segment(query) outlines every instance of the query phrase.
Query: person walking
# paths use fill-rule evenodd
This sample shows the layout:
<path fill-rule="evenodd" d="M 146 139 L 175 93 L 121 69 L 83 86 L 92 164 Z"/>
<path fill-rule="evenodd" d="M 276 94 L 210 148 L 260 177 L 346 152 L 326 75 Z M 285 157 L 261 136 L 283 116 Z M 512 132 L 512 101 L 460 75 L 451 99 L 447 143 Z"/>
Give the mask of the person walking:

+++

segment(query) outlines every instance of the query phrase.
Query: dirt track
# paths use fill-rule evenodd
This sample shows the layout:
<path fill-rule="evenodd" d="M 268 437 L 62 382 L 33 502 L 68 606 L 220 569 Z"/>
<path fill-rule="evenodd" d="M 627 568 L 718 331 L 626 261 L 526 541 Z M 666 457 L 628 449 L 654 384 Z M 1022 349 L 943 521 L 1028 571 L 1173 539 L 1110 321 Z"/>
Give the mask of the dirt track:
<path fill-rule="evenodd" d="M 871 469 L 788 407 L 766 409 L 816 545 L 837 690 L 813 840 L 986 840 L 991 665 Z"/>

+++

Your objective:
Beginning with the line holding "Query: dirt track" and ending with the line holding "627 568 L 718", write out the stretch of material above exactly; add no further lines.

Output for this task:
Query: dirt track
# paths use fill-rule evenodd
This sample shows the layout:
<path fill-rule="evenodd" d="M 268 437 L 62 382 L 33 502 L 68 606 L 220 569 Z"/>
<path fill-rule="evenodd" d="M 627 568 L 718 331 L 626 261 L 526 541 Z M 666 457 L 628 449 L 654 384 Z M 1022 349 L 943 521 L 1028 571 L 1173 539 L 1110 321 Z"/>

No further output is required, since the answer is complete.